WRITTEN INSTRUCTION >> List every line of the data below that contains the word "trace", copying each one in full.

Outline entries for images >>
================

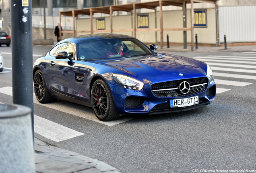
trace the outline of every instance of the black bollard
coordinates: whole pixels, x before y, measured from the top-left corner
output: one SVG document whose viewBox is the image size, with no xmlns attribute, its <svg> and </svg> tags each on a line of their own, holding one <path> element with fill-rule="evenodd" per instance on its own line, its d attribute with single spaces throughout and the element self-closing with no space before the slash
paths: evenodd
<svg viewBox="0 0 256 173">
<path fill-rule="evenodd" d="M 169 36 L 167 34 L 167 48 L 169 48 L 170 46 L 169 45 Z"/>
<path fill-rule="evenodd" d="M 225 45 L 225 48 L 224 49 L 227 49 L 227 40 L 226 39 L 226 35 L 224 35 L 224 44 Z"/>
<path fill-rule="evenodd" d="M 197 42 L 197 34 L 196 34 L 196 49 L 198 48 L 198 42 Z"/>
</svg>

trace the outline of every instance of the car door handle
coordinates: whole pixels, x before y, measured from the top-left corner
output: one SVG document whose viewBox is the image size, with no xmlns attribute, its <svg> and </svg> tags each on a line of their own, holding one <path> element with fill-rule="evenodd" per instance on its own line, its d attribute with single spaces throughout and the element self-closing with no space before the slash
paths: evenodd
<svg viewBox="0 0 256 173">
<path fill-rule="evenodd" d="M 50 64 L 50 65 L 51 65 L 52 66 L 53 66 L 54 65 L 55 65 L 55 62 L 54 62 L 53 61 L 51 61 Z"/>
</svg>

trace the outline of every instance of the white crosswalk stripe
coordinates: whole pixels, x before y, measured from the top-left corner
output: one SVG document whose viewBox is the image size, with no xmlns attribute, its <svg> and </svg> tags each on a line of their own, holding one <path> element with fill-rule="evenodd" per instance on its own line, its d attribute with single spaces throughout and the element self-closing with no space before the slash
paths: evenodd
<svg viewBox="0 0 256 173">
<path fill-rule="evenodd" d="M 236 63 L 239 63 L 239 64 L 256 64 L 256 60 L 255 60 L 255 62 L 254 62 L 254 61 L 252 61 L 252 60 L 250 60 L 250 61 L 249 60 L 248 61 L 238 61 L 238 60 L 223 60 L 214 59 L 211 59 L 211 58 L 210 59 L 209 58 L 197 58 L 196 59 L 202 61 L 206 61 L 206 62 L 211 61 L 211 62 L 215 62 Z"/>
<path fill-rule="evenodd" d="M 252 83 L 223 80 L 220 79 L 215 79 L 215 81 L 216 84 L 221 84 L 226 85 L 236 86 L 245 86 L 248 85 L 250 84 L 252 84 Z"/>
<path fill-rule="evenodd" d="M 230 90 L 228 89 L 220 88 L 223 85 L 244 86 L 253 83 L 239 81 L 241 79 L 256 80 L 256 52 L 244 52 L 233 53 L 237 56 L 209 55 L 206 56 L 195 56 L 194 58 L 209 64 L 213 70 L 215 81 L 217 84 L 217 94 Z M 252 55 L 252 56 L 248 56 Z M 224 66 L 225 67 L 221 67 Z M 227 72 L 230 73 L 219 72 L 218 71 Z M 235 74 L 232 73 L 235 72 Z M 242 73 L 237 74 L 237 72 Z M 245 74 L 248 74 L 245 75 Z M 236 80 L 223 80 L 219 77 L 230 78 Z"/>
<path fill-rule="evenodd" d="M 232 74 L 230 73 L 219 73 L 213 72 L 213 76 L 227 77 L 233 78 L 239 78 L 246 79 L 256 80 L 256 76 L 246 75 L 243 74 Z"/>
<path fill-rule="evenodd" d="M 12 88 L 10 86 L 0 88 L 0 93 L 12 96 Z M 83 111 L 82 109 L 81 108 L 81 106 L 78 106 L 77 107 L 70 107 L 66 105 L 65 103 L 62 104 L 60 103 L 51 103 L 50 104 L 42 104 L 38 102 L 35 99 L 35 95 L 34 95 L 34 103 L 49 108 L 103 124 L 108 126 L 113 126 L 132 119 L 124 118 L 109 122 L 101 121 L 97 118 L 92 111 L 91 112 L 89 113 Z M 59 142 L 84 134 L 38 116 L 34 115 L 34 117 L 35 132 L 52 141 Z"/>
<path fill-rule="evenodd" d="M 34 115 L 34 126 L 35 132 L 56 142 L 84 135 L 35 115 Z"/>
</svg>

================

EXERCISE RESULT >>
trace the outline of every instance of the black bollard
trace the outline of every instance of the car door handle
trace the outline of every instance of the white crosswalk stripe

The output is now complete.